Excerpts of location labeling data:

------------------------------

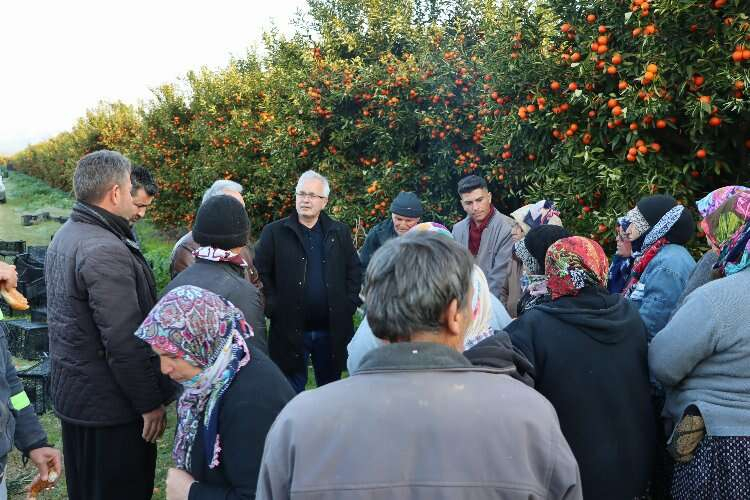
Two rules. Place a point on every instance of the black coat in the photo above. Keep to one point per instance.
(248, 408)
(99, 290)
(281, 261)
(376, 238)
(227, 280)
(590, 360)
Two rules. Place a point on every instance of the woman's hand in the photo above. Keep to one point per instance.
(178, 484)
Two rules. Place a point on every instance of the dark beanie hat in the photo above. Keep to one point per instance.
(540, 238)
(221, 222)
(407, 204)
(653, 209)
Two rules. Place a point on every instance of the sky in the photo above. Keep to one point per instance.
(60, 58)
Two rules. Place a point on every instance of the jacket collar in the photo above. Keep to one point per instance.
(416, 356)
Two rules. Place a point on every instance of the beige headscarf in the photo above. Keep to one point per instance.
(481, 309)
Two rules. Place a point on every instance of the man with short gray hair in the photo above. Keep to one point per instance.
(183, 252)
(418, 420)
(311, 278)
(106, 385)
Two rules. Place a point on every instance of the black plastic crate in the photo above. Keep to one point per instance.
(34, 289)
(27, 339)
(12, 248)
(28, 267)
(35, 380)
(39, 314)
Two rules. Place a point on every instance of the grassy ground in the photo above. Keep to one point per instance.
(28, 195)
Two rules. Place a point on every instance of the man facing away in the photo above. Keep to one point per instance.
(486, 233)
(418, 420)
(311, 279)
(106, 385)
(182, 253)
(406, 212)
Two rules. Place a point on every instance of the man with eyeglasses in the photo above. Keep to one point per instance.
(311, 279)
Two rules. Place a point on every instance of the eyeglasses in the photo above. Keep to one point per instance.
(311, 196)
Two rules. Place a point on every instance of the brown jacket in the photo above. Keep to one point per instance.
(182, 258)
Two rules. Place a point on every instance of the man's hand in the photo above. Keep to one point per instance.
(178, 484)
(46, 459)
(154, 423)
(8, 276)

------------------------------

**WRITTEN EXERCISE**
Retype all of the rows above word for word, keeping every point with its row. Leave the pictures out.

**ANSWER**
Two rules. Place a point on every instance of the black coat in the photo above. Keep to one point per instance.
(248, 408)
(99, 290)
(281, 261)
(376, 238)
(227, 280)
(590, 360)
Two rules. Place a point on every instance of the woman's hand in the photo above. Keep to one point per instance.
(178, 484)
Two rules. Place a point on every instance of the dark beanie hat in the photo above. Keep to one point per instance.
(540, 238)
(221, 222)
(407, 204)
(653, 209)
Two rules. Place a point on every instance of the sky in the photo above. Keep to one point per instance.
(60, 58)
Two rules. Place a point on every instance of the jacket collar in the photo above. Keep to one point per instance.
(416, 356)
Two rules. Place a point on every instance of the beige headscarf in the photo above. Keep to one point per instance.
(481, 309)
Two rules. Place a point on every instance of the man with short gray hair in the photo above. Keep to one point per instance.
(183, 252)
(418, 420)
(311, 278)
(106, 385)
Two rules. Place a point on every instance of the black plastic crate in the photo above. Keep to one point per instance.
(34, 289)
(27, 339)
(12, 248)
(28, 267)
(35, 380)
(39, 314)
Two rules. Place a point on every instance of the grassy ground in the photo above. Keep to one point per instance.
(28, 195)
Two rules. Place a point on every instance of the man facing away in the photo above. Keep to one point per instance.
(486, 233)
(418, 420)
(311, 279)
(106, 385)
(182, 253)
(406, 212)
Two rules. Place a point on every instance of the man with eyeglasses in the photo above. Keep to one point per instance.
(311, 279)
Two rules. Place a point on every instance of the eyeglasses in the photo above. Keep to one point per instance.
(311, 196)
Two rules. Place a point on every instance of the brown jacket in the photo above. Keep to one point per instance.
(182, 258)
Two rules. Place a point on every instance of the man's hand in the photo above. Keep to one point per instance.
(178, 484)
(46, 459)
(154, 423)
(8, 276)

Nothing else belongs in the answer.